> _Stated task 1_:
Output the records below verbatim, from their first line through the line that contains "column 422, row 16", with both ends included. Omit the pictures from your output.
--- Start Passage to read ---
Be careful, it can map non-GB2312 character into the valid range :| For non-GB2312 characters and other edition of H3 (possibly Traditional Chinese edition which may using other text encodings?) an iconv calling and SDL_ttf must be used (VCMI can be configured to use TTF vector font by changing config/fonts.json, right?)

The second note is while HZK10 looks no problem, characters in HZK12 and HZK24H seems X-Y flipped!
(0003986)
Ivan   
2013-09-09 11:15   
Can you make screenshot of Chinese version and post it here for comparison? I compared several characters to what I see in text editor and they were looking fine.

- missing line is already fixed

- GBK vs GB2312: actually I ran into this issue already. After a quick search I found a discussion on Chinese support in Era. Including link to GBK fonts. Switching from GBK to GB2312 is possible but since GBK already includes GB2312 I think supporting GBK would be more than enough.
--- End Passage to read ---
> _Stated task 2_:
Return the forum thread on Chinese font support above, word for word.
--- Start Entries supplied ---
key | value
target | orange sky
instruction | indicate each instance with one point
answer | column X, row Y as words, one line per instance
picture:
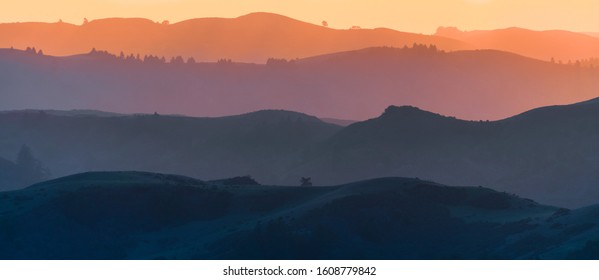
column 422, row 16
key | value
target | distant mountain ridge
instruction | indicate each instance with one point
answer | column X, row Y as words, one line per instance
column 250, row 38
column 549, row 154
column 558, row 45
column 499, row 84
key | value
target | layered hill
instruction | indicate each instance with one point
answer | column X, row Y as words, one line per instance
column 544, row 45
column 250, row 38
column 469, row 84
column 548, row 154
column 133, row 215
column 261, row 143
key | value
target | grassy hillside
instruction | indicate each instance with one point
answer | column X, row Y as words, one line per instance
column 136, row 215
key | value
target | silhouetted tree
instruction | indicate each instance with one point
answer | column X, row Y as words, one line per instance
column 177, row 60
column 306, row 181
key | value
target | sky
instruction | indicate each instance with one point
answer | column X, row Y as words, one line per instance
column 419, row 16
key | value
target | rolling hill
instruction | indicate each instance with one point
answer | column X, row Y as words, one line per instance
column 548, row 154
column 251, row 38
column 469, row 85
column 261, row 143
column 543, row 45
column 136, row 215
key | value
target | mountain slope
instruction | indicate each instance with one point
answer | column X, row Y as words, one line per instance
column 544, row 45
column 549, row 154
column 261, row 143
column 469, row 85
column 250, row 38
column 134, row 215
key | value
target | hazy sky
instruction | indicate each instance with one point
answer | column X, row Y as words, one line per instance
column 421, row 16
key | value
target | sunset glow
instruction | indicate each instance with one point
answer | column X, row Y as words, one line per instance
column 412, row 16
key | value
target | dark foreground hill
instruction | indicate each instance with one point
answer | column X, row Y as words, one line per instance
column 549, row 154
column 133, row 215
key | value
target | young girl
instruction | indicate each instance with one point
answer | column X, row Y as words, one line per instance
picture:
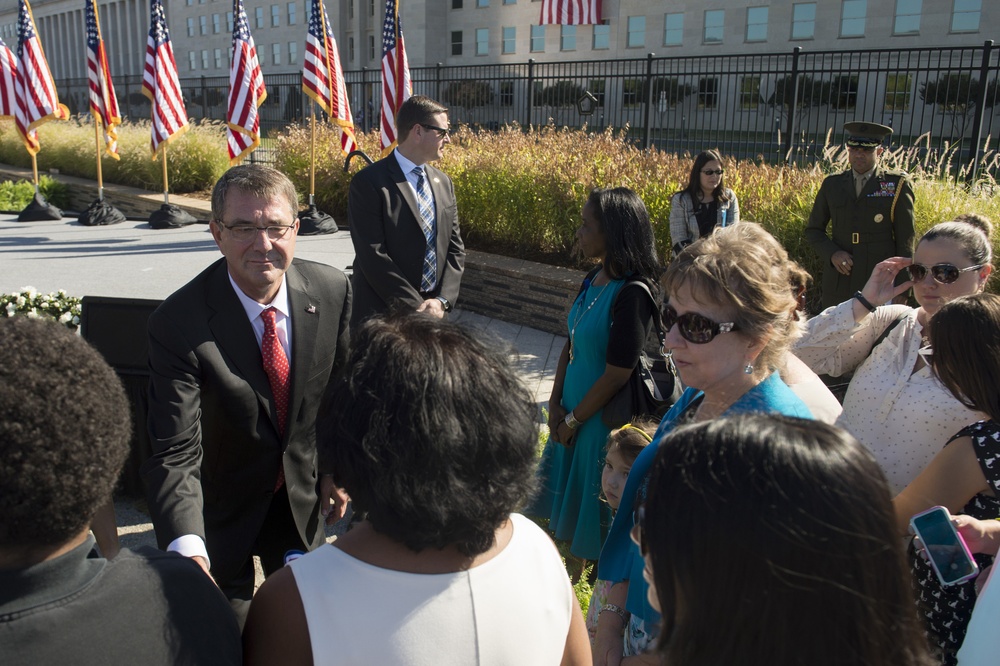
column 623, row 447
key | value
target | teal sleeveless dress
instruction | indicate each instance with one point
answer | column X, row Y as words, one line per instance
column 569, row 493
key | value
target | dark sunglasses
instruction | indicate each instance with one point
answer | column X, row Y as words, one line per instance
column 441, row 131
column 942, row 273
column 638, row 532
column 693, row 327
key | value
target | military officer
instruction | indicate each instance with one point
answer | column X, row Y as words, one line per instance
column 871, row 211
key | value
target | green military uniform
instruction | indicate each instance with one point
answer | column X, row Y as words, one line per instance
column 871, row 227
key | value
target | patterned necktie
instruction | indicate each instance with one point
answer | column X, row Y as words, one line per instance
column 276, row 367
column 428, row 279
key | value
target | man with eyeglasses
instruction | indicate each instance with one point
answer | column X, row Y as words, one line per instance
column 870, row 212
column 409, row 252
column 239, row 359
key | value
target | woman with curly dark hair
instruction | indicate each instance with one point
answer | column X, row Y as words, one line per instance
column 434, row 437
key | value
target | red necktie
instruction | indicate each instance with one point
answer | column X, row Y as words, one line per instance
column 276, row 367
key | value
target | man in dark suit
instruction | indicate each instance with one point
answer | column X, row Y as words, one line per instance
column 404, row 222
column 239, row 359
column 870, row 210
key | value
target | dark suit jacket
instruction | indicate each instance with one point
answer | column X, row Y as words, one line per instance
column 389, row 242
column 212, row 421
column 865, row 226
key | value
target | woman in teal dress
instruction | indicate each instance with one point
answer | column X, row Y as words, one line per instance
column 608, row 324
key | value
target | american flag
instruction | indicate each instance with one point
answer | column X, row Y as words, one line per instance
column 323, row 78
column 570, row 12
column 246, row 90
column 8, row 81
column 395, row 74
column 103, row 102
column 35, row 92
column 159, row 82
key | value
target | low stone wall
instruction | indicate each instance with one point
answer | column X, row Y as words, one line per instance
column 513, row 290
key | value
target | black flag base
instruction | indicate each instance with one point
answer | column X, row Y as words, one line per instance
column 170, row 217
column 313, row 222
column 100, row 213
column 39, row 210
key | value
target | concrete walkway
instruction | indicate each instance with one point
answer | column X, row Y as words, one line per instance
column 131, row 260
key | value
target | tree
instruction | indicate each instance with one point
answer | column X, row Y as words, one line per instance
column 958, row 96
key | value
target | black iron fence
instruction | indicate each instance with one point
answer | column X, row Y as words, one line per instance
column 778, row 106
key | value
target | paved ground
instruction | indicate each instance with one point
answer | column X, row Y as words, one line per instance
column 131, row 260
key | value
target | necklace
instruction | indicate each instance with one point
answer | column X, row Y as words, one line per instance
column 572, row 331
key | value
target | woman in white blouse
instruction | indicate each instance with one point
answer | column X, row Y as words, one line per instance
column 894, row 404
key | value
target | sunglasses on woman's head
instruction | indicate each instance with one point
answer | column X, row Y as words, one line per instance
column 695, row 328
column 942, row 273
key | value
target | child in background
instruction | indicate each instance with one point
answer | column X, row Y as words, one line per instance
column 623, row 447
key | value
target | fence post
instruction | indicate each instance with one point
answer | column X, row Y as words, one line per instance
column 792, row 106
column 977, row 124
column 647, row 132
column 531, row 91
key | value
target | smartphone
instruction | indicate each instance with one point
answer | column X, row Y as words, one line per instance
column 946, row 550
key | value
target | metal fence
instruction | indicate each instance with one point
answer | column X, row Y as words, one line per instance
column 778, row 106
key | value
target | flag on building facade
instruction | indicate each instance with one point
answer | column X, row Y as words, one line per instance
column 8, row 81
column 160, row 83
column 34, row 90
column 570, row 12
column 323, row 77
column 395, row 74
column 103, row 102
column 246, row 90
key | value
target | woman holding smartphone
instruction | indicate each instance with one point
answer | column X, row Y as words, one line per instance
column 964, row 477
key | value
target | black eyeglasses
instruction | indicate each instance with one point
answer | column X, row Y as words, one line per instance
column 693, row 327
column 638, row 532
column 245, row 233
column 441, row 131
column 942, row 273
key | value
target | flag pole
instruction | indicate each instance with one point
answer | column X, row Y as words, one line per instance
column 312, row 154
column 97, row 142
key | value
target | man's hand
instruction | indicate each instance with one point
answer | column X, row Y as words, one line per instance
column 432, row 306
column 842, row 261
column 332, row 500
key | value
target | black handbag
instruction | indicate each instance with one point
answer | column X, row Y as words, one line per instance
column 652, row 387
--- End Entries supplied ---
> _Solution 1_:
key | value
target | orange sky
instruction | indicate each instance with one point
answer | column X, row Y as words, one line per instance
picture:
column 422, row 16

> _Solution 2_:
Be careful, it can map non-GB2312 character into the valid range :| For non-GB2312 characters and other edition of H3 (possibly Traditional Chinese edition which may using other text encodings?) an iconv calling and SDL_ttf must be used (VCMI can be configured to use TTF vector font by changing config/fonts.json, right?)

The second note is while HZK10 looks no problem, characters in HZK12 and HZK24H seems X-Y flipped!
(0003986)
Ivan   
2013-09-09 11:15   
Can you make screenshot of Chinese version and post it here for comparison? I compared several characters to what I see in text editor and they were looking fine.

- missing line is already fixed

- GBK vs GB2312: actually I ran into this issue already. After a quick search I found a discussion on Chinese support in Era. Including link to GBK fonts. Switching from GBK to GB2312 is possible but since GBK already includes GB2312 I think supporting GBK would be more than enough.